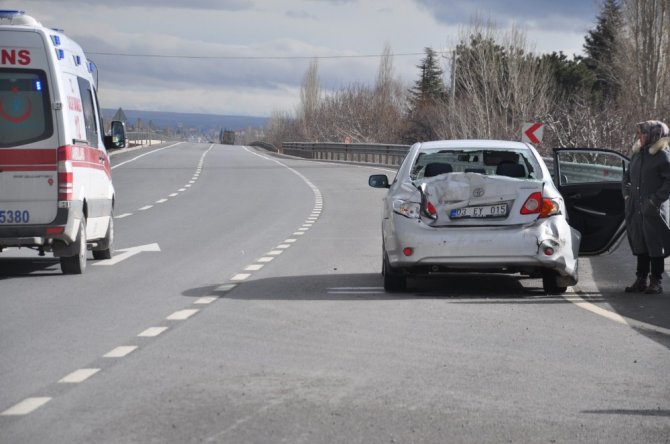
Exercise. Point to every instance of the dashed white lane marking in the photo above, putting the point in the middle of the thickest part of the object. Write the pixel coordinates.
(120, 352)
(581, 303)
(206, 300)
(26, 406)
(78, 376)
(160, 201)
(152, 332)
(182, 314)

Brief:
Repeat the lines above exactly, and keep every picture out.

Answer for the task:
Exercise. Point to every instance of the dashed white lane marking in the photo above, putting the point in the middle of the thickest part of the object. Write the pixel coordinates.
(120, 352)
(581, 303)
(206, 300)
(26, 406)
(78, 376)
(160, 201)
(152, 332)
(182, 314)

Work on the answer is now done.